→ WORK TO DO:
#1 Answer these questions using the slingshot forum thread.
(a) At what distance did slinger16 hit water bottle caps, bottles, and old pellet gun tins?
(b) How long had flippinfool had the HTS when posting?
(c) Which of Bill Hays' slingshots does bmlodge name as a favorite, and which one comes closely behind it?
#2 Write out the stretch of the slingshot forum thread from "## bmlodge (Feb" through "exceptional. Love them.", substituting "excellent" for "amazing".

→ DOCUMENT EXTRACT:
====

# Pocket Predator SEAL in g10



## slinger16 (Nov 3, 2013)

I wanted to drop a little review of the SEAL when I had the time, and now I have the time so here we go. I ordered this around 3-4 weeks ago and it came much earlier then I expected. I get so excited waiting for packages, but it takes a while for these to come through because of the quality youre getting into these pieces. With this in mind I tell myself that its going to come in a month if it says it takes 3 weeks to arrive, this way you're even more satisfied thinking that you got it earlier rather then thinking about it being a day past 3 weeks, try it guys its great lol. On that note, I received it the other day, last wednesday I think. I havent been able to do much shooting as I wouldve liked to with this but Id say ive gotten around 100 or so shots off of it. To sum it up... I love this thing. It literally is the go to slingshot. Its pretty much everything I was thinking it would be. Its absolutely rock solid in this greenish g10 material. Im a firm believer that g10 is the perfect material for slingshots. You can pry the forks all you want, put the heaviest bands you can pull, anything you can think of trying to test its limits. When I took it out of the package it was a beast to hold in the hand, very heavy at first, but when you go to grab it another few times it becomes really light. Not to forget about accuracy, at 28 feet ive nailed water bottle caps, bottles, and old pellet gun tins. This thing is really accurate, I just need to practice more with it. I plan on using this for serious hunting, along with hunting trips and travel, like an edc. I have no doubt in my mind that this slingshot can be beaten and abused through the worst environments and terrain. In my opinion theres no shot this thing will ever in a million years break down, you can literally pass it down to your kids and their grandkids and that is what I hope to do. Well thats it for my review, if anyones interested in other things about this slingshot i'll be glad to review and answer more about it. Thanks guys and thanks to Bill from Pocket Predator for an awesome product and experience


----------



## flippinfool (Aug 22, 2014)

I've had the HTS for over a month and still I am very well pleased with it and its performance. Good review of the SEAL and I have to agree that Bill has a lot of awesome products.


----------



## slinger16 (Nov 3, 2013)

flippinfool said:


> I've had the HTS for over a month and still I am very well pleased with it and its performance. Good review of the SEAL and I have to agree that Bill has a lot of awesome products.


I'll have my HTS for almost a year in a few days. I love these things, g10 is truly bomb proof


----------



## bmlodge (Feb 26, 2013)

I have loads of Bill Hays Slings. They're all amazing. My favourite is the Seal Sniper closely followed by the SERE. I have both black G10 and Poly Seasl Snipers and both are solid. The design is exceptional. Love them.


----------

====

[A block of data]

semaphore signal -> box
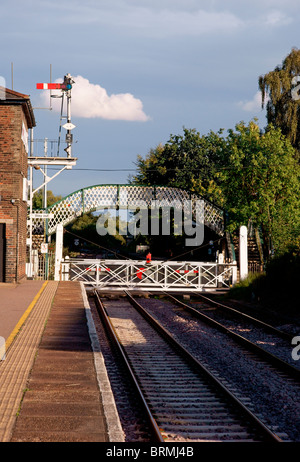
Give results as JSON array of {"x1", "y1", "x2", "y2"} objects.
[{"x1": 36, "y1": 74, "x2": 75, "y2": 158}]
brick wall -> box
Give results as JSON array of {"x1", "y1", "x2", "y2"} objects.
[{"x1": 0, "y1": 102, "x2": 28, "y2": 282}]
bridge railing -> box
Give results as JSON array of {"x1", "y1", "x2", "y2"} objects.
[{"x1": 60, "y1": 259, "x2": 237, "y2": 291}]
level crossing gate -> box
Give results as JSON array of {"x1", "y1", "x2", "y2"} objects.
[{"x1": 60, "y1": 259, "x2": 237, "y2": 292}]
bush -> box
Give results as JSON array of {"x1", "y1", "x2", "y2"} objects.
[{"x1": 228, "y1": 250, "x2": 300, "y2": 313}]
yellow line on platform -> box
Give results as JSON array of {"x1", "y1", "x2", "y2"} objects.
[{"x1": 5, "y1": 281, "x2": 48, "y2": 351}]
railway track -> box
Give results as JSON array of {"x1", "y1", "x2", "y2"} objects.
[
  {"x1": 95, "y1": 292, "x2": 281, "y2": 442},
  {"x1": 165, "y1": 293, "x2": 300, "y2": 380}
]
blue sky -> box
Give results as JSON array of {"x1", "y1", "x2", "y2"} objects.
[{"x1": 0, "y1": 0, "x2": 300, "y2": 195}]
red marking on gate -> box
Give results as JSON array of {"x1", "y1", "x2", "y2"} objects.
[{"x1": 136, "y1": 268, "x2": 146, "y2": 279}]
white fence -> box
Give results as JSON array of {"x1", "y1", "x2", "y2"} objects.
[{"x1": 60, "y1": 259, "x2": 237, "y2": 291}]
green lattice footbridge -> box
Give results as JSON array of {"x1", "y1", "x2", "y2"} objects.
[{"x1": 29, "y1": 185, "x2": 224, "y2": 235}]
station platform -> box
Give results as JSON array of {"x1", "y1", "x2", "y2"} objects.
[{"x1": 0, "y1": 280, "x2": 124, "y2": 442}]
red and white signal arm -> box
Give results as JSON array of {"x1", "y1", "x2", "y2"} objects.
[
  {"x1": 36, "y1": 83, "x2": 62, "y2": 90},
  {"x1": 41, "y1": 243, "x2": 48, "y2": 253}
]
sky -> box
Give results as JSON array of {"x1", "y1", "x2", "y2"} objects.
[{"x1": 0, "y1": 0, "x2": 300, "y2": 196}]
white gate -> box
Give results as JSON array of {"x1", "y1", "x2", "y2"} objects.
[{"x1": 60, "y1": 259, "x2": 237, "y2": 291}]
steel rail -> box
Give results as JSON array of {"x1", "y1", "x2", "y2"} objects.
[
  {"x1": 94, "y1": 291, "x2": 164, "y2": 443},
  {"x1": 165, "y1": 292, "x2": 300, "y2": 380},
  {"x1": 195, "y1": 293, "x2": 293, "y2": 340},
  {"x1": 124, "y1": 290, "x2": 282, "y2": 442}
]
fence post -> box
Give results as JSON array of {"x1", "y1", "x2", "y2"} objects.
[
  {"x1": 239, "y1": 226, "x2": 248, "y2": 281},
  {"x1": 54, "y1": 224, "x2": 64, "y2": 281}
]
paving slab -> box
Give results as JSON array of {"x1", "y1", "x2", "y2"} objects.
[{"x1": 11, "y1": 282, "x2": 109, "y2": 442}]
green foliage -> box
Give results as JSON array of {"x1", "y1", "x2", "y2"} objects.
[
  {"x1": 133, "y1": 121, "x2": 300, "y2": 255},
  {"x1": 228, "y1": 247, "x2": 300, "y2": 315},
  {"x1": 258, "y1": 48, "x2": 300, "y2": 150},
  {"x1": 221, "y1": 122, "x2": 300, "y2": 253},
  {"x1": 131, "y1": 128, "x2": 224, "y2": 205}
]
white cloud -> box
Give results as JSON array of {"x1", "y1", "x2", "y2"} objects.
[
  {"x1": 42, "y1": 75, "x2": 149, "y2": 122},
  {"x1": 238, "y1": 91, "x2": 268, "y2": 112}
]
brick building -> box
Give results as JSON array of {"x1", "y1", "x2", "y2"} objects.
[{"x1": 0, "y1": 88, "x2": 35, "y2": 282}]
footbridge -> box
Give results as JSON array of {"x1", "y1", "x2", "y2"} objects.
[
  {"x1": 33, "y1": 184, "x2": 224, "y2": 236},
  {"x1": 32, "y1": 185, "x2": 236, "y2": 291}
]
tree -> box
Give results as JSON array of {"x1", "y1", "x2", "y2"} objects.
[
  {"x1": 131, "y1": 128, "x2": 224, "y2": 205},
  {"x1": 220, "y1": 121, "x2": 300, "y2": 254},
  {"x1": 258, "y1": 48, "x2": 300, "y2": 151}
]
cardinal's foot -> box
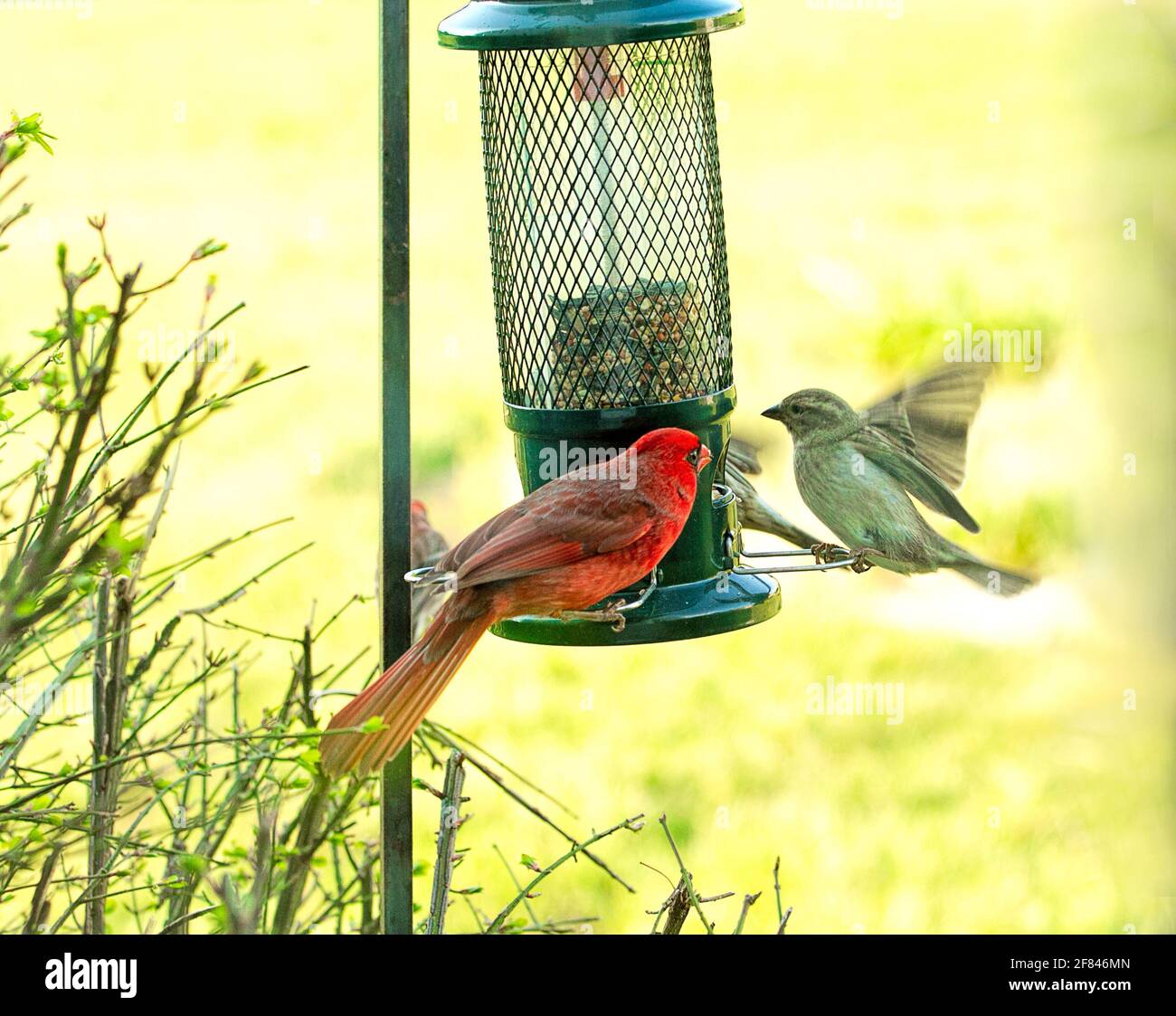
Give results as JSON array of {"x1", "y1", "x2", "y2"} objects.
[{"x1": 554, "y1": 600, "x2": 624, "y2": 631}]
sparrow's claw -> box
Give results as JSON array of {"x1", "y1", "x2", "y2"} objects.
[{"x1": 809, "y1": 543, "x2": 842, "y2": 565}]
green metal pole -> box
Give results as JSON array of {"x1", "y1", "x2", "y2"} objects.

====

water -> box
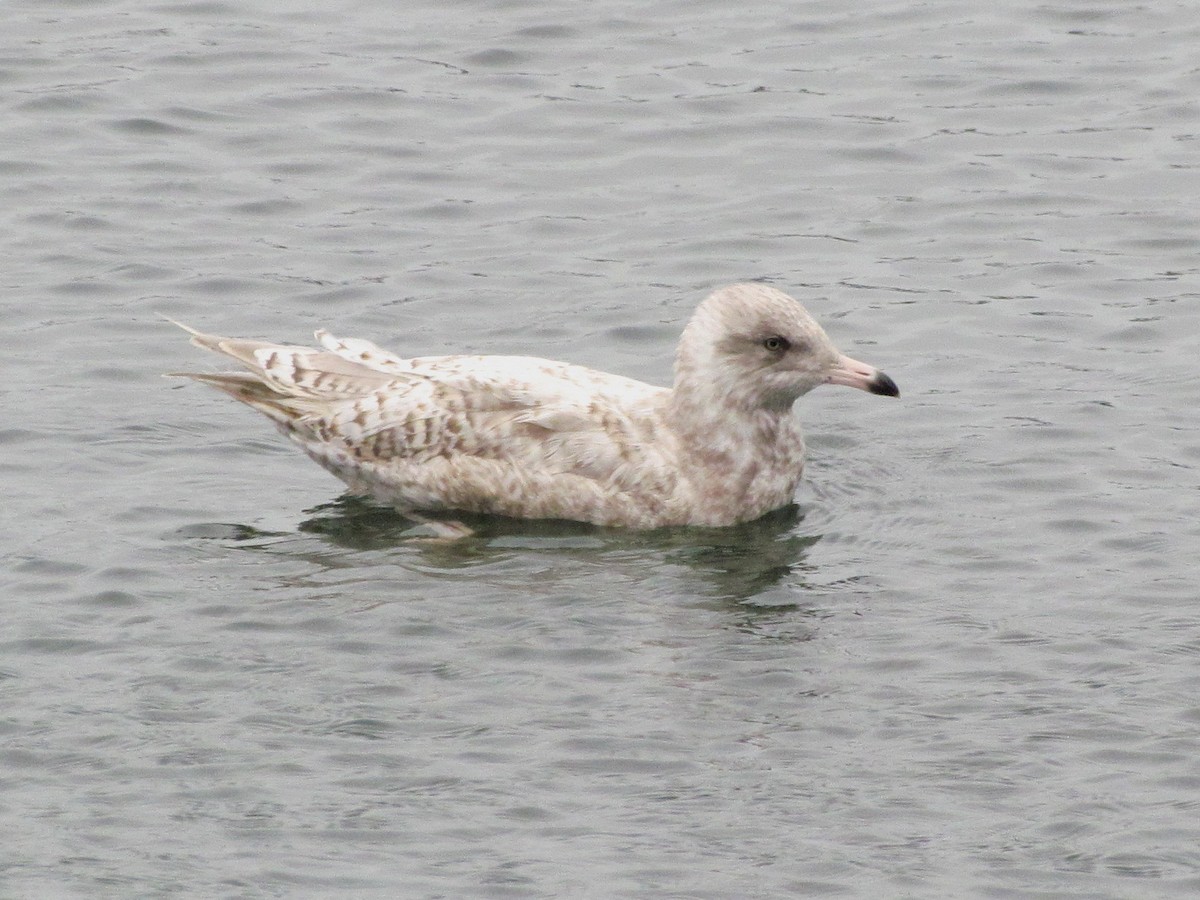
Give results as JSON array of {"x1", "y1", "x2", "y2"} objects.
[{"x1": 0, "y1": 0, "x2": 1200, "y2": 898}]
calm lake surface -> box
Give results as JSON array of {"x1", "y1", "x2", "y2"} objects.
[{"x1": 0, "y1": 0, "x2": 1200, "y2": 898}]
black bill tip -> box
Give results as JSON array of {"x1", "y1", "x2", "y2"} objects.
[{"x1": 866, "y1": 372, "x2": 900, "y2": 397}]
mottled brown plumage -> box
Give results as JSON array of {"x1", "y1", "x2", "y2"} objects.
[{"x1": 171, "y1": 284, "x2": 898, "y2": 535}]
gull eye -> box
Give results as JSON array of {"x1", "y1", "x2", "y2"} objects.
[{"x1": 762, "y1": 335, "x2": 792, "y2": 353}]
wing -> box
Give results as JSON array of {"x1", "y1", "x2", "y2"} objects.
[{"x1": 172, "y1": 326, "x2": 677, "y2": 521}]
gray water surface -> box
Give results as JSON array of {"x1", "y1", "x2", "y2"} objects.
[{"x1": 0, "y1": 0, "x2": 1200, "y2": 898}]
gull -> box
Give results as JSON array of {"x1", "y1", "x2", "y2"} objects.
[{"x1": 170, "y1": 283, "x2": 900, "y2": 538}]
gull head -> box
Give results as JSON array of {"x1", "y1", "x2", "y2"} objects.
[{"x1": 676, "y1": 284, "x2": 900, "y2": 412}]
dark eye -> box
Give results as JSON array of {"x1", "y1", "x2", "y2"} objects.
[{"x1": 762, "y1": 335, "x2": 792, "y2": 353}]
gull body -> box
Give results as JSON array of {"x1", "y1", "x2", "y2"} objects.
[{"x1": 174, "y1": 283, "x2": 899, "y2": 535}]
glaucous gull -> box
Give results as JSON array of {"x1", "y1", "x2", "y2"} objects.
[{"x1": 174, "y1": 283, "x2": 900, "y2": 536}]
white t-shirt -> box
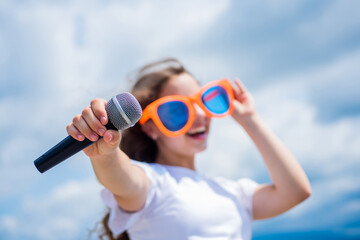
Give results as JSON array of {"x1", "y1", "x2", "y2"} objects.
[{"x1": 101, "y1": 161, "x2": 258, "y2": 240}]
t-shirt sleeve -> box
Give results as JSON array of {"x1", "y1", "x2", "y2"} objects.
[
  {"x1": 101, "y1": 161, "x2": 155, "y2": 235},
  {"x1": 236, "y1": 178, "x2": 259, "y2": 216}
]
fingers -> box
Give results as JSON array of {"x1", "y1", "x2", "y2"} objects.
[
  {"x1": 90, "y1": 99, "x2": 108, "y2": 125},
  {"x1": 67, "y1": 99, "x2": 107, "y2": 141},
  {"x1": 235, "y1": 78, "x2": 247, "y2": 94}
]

====

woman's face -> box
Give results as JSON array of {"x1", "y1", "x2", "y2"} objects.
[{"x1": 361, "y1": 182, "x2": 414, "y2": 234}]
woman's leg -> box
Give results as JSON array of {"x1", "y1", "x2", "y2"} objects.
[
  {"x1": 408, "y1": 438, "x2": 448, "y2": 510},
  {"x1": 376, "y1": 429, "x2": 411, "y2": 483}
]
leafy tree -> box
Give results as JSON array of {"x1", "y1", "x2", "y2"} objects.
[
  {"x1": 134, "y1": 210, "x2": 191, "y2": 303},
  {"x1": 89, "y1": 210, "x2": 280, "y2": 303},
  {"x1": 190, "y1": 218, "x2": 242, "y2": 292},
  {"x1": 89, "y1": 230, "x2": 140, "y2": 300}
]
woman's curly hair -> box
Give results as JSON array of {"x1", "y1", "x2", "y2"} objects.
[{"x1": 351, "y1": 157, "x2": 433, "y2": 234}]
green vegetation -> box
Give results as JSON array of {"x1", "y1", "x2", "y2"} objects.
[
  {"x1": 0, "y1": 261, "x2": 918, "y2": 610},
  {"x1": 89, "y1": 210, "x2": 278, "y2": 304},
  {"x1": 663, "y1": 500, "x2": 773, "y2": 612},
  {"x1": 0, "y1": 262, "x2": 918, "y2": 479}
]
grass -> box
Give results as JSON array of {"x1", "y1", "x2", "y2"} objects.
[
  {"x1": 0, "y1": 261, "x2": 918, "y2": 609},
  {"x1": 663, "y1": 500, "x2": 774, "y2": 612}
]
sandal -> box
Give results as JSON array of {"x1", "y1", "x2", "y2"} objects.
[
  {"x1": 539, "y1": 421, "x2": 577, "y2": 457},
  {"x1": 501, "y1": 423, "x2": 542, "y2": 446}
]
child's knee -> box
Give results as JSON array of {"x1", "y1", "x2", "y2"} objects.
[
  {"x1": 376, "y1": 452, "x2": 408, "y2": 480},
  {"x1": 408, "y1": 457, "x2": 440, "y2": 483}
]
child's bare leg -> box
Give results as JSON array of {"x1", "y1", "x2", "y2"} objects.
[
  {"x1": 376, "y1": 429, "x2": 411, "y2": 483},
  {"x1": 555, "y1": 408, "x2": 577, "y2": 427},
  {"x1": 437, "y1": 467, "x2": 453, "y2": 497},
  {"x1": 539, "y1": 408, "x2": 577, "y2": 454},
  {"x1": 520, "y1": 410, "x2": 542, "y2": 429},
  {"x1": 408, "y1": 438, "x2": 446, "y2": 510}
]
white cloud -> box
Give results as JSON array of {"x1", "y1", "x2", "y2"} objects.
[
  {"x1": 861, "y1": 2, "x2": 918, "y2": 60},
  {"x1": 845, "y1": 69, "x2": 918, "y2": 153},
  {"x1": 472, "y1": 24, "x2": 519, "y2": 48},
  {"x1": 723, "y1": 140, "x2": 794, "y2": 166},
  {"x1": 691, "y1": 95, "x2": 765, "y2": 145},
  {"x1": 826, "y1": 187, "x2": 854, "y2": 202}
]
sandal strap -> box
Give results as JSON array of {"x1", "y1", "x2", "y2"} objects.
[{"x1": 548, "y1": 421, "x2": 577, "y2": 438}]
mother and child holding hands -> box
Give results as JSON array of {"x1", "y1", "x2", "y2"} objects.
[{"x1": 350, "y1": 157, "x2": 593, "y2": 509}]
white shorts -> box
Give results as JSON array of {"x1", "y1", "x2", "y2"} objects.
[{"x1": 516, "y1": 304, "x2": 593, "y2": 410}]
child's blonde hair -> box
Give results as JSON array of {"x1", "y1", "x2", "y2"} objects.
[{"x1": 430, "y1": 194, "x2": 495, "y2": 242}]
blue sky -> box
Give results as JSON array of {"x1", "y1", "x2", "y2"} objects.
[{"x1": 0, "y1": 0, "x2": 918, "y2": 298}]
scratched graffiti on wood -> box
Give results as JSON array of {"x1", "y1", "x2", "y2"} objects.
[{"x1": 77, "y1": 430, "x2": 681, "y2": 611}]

====

→ ANSWERS FOR THE EXERCISE:
#1
(a) 28 feet
(b) Over a month
(c) The Seal Sniper is the favorite, closely followed by the SERE.

#2
## bmlodge (Feb 26, 2013)

I have loads of Bill Hays Slings. They're all excellent. My favourite is the Seal Sniper closely followed by the SERE. I have both black G10 and Poly Seasl Snipers and both are solid. The design is exceptional. Love them.